SOURCE DOCUMENT START

A Professor of Psychology at the University of Pennsylvania,
whose bibliography includes fifteen books
and 150 articles on motivation and personality.
In 1996 he was elected President of the American Psychological Association.



"Happiness" is a hopelessly vague shorthand for other things, so when I began to work in positive psychology my first task was to try to say what the measurable components of happiness are. What are the workable pieces of it?

What's workable within happiness are three different kinds of lives:

The Pleasant Life

The pleasant life consists of having as many of the positive emotions as you can, and learning the skills that amplify them. There are a half dozen such skills that have been reasonably well-documented. That's the Hollywood view of happiness, the Debbie Reynolds, smiley, giggly view of happiness. It's positive emotion. But, one might ask, isn't that where positive psychology ends? Isn't pleasure all there is to the positive side of life?

But there is very good intellectual provenance for two other kinds of happy lives, which, in the Hollywood/American conception, have gone by the boards. Part of my job is to resurrect them.

SOURCE DOCUMENT END
DATASET CONTENT START

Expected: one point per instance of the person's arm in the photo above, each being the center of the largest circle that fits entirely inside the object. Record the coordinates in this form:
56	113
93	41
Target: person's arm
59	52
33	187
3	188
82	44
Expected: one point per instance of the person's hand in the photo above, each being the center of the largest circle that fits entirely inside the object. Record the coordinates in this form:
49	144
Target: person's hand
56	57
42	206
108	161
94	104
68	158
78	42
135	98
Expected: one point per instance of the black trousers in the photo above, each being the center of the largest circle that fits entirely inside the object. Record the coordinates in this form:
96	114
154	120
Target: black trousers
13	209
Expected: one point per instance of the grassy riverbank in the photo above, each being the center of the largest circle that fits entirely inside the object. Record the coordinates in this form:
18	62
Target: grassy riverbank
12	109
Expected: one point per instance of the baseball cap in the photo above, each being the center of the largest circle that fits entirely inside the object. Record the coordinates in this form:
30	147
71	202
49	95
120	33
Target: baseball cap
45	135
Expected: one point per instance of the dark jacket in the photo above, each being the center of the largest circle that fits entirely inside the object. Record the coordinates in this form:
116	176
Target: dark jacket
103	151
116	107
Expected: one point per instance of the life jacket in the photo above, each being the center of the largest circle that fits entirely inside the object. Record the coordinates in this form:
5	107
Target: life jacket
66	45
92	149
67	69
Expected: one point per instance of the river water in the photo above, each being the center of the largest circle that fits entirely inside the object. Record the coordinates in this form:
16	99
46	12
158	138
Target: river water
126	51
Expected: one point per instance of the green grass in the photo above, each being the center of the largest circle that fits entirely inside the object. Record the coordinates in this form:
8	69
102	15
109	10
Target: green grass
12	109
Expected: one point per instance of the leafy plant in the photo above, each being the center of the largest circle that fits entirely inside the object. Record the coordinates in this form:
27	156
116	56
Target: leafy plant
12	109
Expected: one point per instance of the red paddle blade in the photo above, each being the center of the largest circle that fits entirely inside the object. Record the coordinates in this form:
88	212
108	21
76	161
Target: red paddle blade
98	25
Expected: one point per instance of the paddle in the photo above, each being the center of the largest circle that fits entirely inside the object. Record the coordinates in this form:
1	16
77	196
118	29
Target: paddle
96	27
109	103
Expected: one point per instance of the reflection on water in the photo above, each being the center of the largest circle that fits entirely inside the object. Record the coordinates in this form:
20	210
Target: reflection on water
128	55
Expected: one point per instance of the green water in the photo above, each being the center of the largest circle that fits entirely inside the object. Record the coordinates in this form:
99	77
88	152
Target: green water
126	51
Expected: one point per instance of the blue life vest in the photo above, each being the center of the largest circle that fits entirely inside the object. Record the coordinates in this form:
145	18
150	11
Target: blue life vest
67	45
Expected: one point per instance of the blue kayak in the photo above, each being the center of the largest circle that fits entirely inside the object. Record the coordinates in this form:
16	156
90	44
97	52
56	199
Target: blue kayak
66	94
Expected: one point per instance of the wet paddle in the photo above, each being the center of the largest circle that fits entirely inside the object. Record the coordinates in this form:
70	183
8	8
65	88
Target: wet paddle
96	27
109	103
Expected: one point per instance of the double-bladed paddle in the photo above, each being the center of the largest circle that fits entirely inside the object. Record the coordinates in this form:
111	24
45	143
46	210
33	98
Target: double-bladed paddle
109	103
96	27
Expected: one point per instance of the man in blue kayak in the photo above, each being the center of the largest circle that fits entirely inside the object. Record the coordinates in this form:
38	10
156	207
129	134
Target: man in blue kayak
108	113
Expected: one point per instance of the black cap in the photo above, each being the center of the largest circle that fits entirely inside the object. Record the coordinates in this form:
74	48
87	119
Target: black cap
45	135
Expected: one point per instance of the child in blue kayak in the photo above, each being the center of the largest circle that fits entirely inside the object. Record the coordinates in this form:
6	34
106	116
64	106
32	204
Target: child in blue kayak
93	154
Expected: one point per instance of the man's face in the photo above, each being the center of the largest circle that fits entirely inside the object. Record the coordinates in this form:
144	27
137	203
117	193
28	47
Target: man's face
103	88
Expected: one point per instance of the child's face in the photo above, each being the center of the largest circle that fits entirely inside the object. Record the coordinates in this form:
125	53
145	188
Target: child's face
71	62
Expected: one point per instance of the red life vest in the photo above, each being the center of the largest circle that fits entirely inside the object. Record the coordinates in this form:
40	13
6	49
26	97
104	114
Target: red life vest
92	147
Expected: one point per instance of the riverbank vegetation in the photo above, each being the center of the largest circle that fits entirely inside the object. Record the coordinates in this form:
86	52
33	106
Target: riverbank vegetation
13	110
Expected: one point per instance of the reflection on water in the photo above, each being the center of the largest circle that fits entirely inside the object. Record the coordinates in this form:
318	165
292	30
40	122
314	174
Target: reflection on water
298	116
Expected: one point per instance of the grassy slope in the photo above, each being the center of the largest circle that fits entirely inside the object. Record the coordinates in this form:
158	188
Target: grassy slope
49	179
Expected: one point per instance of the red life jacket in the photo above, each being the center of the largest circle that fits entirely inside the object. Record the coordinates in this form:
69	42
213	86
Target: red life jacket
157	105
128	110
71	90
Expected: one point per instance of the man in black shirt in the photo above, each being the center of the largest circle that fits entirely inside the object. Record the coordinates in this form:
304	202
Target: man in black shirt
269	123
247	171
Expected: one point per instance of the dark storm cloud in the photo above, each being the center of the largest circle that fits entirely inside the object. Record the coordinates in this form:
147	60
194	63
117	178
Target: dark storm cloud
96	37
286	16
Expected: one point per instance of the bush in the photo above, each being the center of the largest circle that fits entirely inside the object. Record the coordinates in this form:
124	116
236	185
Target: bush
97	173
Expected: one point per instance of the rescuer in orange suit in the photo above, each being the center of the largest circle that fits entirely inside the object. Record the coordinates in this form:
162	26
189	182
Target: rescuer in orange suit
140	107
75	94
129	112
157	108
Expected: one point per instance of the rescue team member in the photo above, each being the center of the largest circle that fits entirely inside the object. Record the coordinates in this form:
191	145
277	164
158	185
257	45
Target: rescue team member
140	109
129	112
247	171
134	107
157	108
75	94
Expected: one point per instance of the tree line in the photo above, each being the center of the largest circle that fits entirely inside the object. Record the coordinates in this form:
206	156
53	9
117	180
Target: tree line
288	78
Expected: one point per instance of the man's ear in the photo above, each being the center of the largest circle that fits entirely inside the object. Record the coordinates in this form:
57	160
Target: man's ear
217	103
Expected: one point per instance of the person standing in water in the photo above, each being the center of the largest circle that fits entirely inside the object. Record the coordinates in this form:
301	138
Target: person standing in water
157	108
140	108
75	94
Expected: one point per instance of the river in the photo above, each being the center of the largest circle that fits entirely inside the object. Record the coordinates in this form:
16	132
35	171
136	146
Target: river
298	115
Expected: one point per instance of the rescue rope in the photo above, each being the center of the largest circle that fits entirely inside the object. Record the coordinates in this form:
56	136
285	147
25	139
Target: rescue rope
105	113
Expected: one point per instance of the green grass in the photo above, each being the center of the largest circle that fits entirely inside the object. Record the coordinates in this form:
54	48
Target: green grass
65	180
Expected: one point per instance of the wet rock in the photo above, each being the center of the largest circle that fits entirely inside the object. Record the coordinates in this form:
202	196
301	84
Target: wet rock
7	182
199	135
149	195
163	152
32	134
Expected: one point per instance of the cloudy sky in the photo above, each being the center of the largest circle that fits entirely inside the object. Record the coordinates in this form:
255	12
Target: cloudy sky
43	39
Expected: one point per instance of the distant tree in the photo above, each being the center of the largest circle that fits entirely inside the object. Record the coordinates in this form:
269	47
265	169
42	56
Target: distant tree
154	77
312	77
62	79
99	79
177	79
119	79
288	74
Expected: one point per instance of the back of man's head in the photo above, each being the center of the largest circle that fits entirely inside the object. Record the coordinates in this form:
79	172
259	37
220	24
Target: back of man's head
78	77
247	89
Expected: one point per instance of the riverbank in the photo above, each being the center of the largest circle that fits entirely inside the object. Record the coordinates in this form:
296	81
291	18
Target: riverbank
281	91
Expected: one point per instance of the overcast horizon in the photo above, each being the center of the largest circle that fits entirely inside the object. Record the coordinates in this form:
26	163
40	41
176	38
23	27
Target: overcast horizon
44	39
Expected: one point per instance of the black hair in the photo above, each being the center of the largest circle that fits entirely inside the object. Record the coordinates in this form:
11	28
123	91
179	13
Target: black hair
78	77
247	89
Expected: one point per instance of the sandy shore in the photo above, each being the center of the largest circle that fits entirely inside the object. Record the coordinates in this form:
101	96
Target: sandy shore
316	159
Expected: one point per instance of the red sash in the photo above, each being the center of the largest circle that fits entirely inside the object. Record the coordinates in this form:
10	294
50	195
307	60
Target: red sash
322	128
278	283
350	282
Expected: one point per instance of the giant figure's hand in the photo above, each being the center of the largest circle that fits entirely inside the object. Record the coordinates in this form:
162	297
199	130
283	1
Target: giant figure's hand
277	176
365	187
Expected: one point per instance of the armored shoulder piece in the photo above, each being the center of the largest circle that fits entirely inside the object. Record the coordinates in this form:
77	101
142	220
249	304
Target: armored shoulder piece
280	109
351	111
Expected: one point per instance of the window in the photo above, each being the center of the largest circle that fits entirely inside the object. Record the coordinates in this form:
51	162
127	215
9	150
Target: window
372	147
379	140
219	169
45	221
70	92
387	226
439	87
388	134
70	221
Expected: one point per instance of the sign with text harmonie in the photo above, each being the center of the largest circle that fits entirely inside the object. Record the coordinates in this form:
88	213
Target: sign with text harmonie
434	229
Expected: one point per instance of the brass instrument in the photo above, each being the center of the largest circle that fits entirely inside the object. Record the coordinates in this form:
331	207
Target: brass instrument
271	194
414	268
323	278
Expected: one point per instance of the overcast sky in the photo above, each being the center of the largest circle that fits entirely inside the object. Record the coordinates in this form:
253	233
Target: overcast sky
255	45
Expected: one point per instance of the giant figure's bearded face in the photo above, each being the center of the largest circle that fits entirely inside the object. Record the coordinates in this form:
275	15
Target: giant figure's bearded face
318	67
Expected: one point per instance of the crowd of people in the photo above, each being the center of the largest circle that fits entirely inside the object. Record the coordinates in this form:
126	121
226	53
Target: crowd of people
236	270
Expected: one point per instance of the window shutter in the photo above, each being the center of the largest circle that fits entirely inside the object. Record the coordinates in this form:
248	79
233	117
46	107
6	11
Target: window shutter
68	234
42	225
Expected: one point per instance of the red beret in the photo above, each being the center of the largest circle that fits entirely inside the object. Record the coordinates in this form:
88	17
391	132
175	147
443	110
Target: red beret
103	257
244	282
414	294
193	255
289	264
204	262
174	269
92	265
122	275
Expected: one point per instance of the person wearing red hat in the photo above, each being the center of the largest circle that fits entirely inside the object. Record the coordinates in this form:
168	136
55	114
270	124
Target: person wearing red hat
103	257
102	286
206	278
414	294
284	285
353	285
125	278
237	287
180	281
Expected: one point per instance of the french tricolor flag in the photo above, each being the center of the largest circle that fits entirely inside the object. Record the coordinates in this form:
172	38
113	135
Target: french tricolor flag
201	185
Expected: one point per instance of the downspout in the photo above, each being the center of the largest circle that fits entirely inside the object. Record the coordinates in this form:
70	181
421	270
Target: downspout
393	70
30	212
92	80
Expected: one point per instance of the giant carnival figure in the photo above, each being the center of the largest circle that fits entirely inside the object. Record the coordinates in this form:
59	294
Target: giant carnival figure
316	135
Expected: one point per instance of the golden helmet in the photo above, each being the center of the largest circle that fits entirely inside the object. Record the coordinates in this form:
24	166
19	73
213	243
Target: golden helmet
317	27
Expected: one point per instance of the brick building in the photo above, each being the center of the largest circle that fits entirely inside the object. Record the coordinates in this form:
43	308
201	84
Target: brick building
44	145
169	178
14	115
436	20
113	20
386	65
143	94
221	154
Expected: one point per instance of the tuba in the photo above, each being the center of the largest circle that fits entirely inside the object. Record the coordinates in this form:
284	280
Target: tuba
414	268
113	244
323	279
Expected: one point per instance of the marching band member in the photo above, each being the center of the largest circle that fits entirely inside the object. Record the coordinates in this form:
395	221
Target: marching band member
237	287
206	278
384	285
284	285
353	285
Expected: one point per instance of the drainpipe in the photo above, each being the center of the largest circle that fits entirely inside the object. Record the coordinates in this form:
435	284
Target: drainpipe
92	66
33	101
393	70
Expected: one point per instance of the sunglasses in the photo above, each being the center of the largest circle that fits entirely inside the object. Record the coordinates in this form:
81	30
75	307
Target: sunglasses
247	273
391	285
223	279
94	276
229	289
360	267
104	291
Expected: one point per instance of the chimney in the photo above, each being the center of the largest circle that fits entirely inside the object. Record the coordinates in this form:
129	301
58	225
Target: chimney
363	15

DATASET CONTENT END

:: WHAT TO WORK ON ::
Rewrite the part of the passage on happiness that opens with the words "A Professor of" and closes with "pieces of it?", swapping each occurrence of "positive psychology" for "well-being research".

:: TASK RESPONSE ::
A Professor of Psychology at the University of Pennsylvania,
whose bibliography includes fifteen books
and 150 articles on motivation and personality.
In 1996 he was elected President of the American Psychological Association.



"Happiness" is a hopelessly vague shorthand for other things, so when I began to work in well-being research my first task was to try to say what the measurable components of happiness are. What are the workable pieces of it?